■ Text section ■
▼

Configuring Sqoop 2

This section explains how to configure the Sqoop 2 server.

Configuring which Hadoop Version to Use

The Sqoop 2 client does not interact directly with Hadoop MapReduce, and so it does not require any MapReduce configuration.

The Sqoop 2 server can work with either MRv1 or YARN. It cannot work with both simultaneously.You set the MapReduce version the Sqoop 2 server works with by means of the alternatives command (or update-alternatives, depending on your operating system):
  • To use YARN:
    alternatives --set sqoop2-tomcat-conf /etc/sqoop2/tomcat-conf.dist
  • To use MRv1:
    alternatives --set sqoop2-tomcat-conf /etc/sqoop2/tomcat-conf.mr1

Configuring Sqoop 2 to Use PostgreSQL instead of Apache Derby

Deciding which Database to Use

Sqoop 2 has a built-in Derby database, but Cloudera recommends that you use a PostgreSQL database instead, for the following reasons:
  • Derby runs in embedded mode and it is not possible to monitor its health.
  • Though it might be possible, Cloudera currently has no live backup strategy for the embedded Derby database.
  • Under load, Cloudera has observed locks and rollbacks with the embedded Derby database that do not happen with server-based databases.
See CDH and Cloudera Manager Supported Databases for tested database versions.

Install PostgreSQL 8.4.x or 9.0.x

See External PostgreSQL Database.

Create the Sqoop User and Sqoop Database

For example, using the PostgreSQL psql command-line tool:

$ psql -U postgres
Password for user postgres: *****

postgres=# CREATE ROLE sqoop LOGIN ENCRYPTED PASSWORD 'sqoop'
 NOSUPERUSER INHERIT CREATEDB NOCREATEROLE;
CREATE ROLE

postgres=# CREATE DATABASE "sqoop" WITH OWNER = sqoop
 ENCODING = 'UTF8'
 TABLESPACE = pg_default
 LC_COLLATE = 'en_US.UTF8'
 LC_CTYPE = 'en_US.UTF8'
 CONNECTION LIMIT = -1;
CREATE DATABASE

postgres=# \q

Stop the Sqoop 2 Server

$ sudo /sbin/service sqoop2-server stop

Configure Sqoop 2 to use PostgreSQL

Edit the sqoop.properties file (normally /etc/sqoop2/conf) as follows:

org.apache.sqoop.repository.jdbc.handler=org.apache.sqoop.repository.postgresql.PostgresqlRepositoryHandler
org.apache.sqoop.repository.jdbc.transaction.isolation=isolation level
org.apache.sqoop.repository.jdbc.maximum.connections=max connections
org.apache.sqoop.repository.jdbc.url=jdbc URL
org.apache.sqoop.repository.jdbc.driver=org.postgresql.Driver
org.apache.sqoop.repository.jdbc.user=username
org.apache.sqoop.repository.jdbc.password=password
org.apache.sqoop.repository.jdbc.properties.property=value

Restart the Sqoop 2 Server

$ sudo /sbin/service sqoop2-server start

Installing the JDBC Drivers

Sqoop 2 does not ship with third party JDBC drivers. You must download them separately and save them to the /var/lib/sqoop2/ directory on the server. The following sections show how to install the most common JDBC drivers. Once you have installed the JDBC drivers, restart the Sqoop 2 server so that the drivers are loaded.

▲

Write out the passage of the Sqoop 2 configuration guide starting with "Configuring Sqoop 2 to" and going on through "External PostgreSQL Database.", word for word. The material placed after the Sqoop 2 configuration guide is not required for any of this work.

■ Data entries ■

▼

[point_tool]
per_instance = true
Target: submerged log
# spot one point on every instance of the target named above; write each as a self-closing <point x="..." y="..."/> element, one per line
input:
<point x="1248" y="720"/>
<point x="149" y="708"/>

▲

■ The solution ■
Configuring Sqoop 2 to Use PostgreSQL instead of Apache Derby

Deciding which Database to Use

Sqoop 2 has a built-in Derby database, but Cloudera recommends that you use a PostgreSQL database instead, for the following reasons:
  • Derby runs in embedded mode and it is not possible to monitor its health.
  • Though it might be possible, Cloudera currently has no live backup strategy for the embedded Derby database.
  • Under load, Cloudera has observed locks and rollbacks with the embedded Derby database that do not happen with server-based databases.
See CDH and Cloudera Manager Supported Databases for tested database versions.

Install PostgreSQL 8.4.x or 9.0.x

See External PostgreSQL Database.